#### Excerpted passage:

──────

14. OAI Protocol for Metadata Harvesting

The Open Archives Initiative Protocol for Metadata Harvesting (OAI-PMH) was first developed in the late 1990’s as a standard for harvesting metadata from distributed metadata/data repositories. The current version of the OAI-PMH standard is 2.0 as of June 2002, with minor updates in December 2008.

The OAI-PMH standard uses the Hypertext Transport Protocol (HTTP) as a transport layer and specifies six query methods (called verbs) that must be supported by an OAI-PMH compliant data provider (also referred to as a repository). These methods are:

  1. GetRecord - retrieves zero or one complete metadata record from a repository;
  2. Identify - retrieves information about a repository;
  3. ListIdentifiers - retrieves zero or more metadata record “headers” (not the complete metadata record) from a repository;
  4. ListMetadataFormats - retrieves a list of available metadata record formats supported by a repository;
  5. ListRecords - retrieves zero or more complete metadata records from a repository; and
  6. ListSets - retrieves the set structure from a repository.

The OAI-PMH compliant data provider must accept requests from both HTTP GET and HTTP POST request methods. Responses from the data provider must be returned as an XML-encoded (version 1.0) stream. Error handling must be supported by the data provider and return the correct error response code back to the harvester. Detailed specifications and examples of all six verbs may be viewed in Section 4 of the OAI-PMH standards document.

14.1. EML and Dublin Core

The OAI-PMH requires that unqualified Dublin Core metadata be supported as a minimum. Although EML generally provides more fine-grained metadata than Dublin Core, the two metadata standards do share many of the same (or similar) content elements. Transformations from EML to Dublin Core performed by Metacat OAI-PMH produce simple or unqualified Dublin Core, which is associated with the reserved metadataPrefix symbol oai_dc in the OAI-PMH.

The following table summarizes the element mappings of the EML to Dublin Core crosswalk performed by Metacat OAI-PMH, including notes specific to each element mapping.

──────

#### Given entries:
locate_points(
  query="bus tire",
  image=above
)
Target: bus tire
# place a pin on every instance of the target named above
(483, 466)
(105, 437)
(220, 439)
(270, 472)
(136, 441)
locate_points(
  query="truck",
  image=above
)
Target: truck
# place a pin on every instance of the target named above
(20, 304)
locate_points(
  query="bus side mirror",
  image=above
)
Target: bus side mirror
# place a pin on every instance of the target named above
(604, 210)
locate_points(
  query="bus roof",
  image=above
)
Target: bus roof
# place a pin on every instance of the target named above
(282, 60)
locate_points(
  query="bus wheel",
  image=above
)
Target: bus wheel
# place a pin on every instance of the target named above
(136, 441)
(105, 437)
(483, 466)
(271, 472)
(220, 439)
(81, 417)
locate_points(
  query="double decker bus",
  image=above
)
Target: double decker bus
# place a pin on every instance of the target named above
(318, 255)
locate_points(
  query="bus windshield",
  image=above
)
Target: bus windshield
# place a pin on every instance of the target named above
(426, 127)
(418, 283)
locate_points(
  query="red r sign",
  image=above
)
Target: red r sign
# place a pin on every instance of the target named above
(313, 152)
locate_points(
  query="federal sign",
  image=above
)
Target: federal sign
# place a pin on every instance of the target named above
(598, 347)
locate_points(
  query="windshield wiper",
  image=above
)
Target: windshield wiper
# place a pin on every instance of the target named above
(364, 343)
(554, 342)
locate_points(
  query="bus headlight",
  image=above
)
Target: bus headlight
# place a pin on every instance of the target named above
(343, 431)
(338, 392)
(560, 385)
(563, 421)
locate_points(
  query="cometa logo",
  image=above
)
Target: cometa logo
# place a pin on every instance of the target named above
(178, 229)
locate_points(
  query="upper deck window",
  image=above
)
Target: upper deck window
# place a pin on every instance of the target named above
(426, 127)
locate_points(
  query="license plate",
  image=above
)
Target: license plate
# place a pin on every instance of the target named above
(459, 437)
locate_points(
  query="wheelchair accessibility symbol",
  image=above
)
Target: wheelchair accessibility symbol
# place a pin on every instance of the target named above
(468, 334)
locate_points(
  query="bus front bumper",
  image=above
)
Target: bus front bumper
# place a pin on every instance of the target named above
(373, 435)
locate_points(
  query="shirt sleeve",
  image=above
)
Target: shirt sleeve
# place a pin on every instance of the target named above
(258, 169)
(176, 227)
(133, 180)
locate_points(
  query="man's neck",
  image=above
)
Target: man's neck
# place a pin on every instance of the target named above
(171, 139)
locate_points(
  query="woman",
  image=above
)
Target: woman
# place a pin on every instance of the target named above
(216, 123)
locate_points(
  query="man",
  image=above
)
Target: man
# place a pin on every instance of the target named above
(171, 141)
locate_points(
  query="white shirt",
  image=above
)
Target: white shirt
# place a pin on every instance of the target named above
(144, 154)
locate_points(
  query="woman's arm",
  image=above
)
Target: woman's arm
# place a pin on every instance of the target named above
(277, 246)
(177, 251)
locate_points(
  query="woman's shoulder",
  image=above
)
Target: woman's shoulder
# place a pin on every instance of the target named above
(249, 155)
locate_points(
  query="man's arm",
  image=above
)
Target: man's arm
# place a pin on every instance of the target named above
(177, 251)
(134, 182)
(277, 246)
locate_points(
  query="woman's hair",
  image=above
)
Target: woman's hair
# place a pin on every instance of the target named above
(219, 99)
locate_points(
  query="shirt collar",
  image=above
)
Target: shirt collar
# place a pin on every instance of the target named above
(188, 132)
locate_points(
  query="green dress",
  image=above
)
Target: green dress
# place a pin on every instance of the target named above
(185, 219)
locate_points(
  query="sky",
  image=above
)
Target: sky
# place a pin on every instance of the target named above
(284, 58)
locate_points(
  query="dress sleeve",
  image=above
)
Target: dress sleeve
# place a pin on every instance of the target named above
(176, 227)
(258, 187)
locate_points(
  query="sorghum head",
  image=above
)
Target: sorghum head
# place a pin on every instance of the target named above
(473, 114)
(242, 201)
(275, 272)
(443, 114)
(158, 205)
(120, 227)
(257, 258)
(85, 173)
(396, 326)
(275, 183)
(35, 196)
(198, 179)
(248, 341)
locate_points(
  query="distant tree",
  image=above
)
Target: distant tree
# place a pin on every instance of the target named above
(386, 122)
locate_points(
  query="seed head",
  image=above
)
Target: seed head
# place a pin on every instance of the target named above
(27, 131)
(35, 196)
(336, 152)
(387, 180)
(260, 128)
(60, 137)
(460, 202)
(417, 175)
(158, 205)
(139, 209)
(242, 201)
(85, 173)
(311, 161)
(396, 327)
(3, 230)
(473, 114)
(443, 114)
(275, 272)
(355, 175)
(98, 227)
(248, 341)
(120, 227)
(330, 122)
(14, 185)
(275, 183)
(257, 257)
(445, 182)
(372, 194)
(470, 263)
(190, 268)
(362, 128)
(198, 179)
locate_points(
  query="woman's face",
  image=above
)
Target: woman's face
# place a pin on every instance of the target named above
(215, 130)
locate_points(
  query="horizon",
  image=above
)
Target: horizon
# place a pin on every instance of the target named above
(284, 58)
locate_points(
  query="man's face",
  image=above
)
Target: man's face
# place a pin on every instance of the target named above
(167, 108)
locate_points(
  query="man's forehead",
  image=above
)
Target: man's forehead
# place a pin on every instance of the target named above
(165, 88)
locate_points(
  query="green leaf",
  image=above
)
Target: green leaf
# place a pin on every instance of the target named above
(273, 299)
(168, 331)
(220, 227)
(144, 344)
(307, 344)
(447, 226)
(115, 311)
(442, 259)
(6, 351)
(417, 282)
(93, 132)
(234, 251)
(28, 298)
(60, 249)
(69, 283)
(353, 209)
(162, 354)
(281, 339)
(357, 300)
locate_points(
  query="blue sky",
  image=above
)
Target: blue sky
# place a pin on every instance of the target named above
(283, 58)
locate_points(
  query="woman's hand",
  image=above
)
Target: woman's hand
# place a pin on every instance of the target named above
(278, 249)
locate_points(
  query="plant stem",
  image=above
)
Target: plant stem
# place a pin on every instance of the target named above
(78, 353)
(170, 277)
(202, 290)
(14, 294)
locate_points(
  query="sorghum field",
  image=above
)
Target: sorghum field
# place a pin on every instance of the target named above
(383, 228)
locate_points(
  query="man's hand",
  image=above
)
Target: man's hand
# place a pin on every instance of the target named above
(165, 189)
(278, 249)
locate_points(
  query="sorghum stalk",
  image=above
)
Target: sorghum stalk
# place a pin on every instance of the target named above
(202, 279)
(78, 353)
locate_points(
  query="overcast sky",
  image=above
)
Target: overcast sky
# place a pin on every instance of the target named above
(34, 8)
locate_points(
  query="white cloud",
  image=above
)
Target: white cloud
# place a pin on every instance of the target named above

──────

#### Exercise set:
• 1. According to the OAI-PMH section, which protocol serves as the transport layer for the OAI-PMH standard?
• 2. Extract the portion of the OAI-PMH section starting with "14.1. EML and" and going on through "each element mapping.".
The data plays no part in any of this work.

#### Written responses:
• 1. The Hypertext Transport Protocol (HTTP).

• 2.
14.1. EML and Dublin Core

The OAI-PMH requires that unqualified Dublin Core metadata be supported as a minimum. Although EML generally provides more fine-grained metadata than Dublin Core, the two metadata standards do share many of the same (or similar) content elements. Transformations from EML to Dublin Core performed by Metacat OAI-PMH produce simple or unqualified Dublin Core, which is associated with the reserved metadataPrefix symbol oai_dc in the OAI-PMH.

The following table summarizes the element mappings of the EML to Dublin Core crosswalk performed by Metacat OAI-PMH, including notes specific to each element mapping.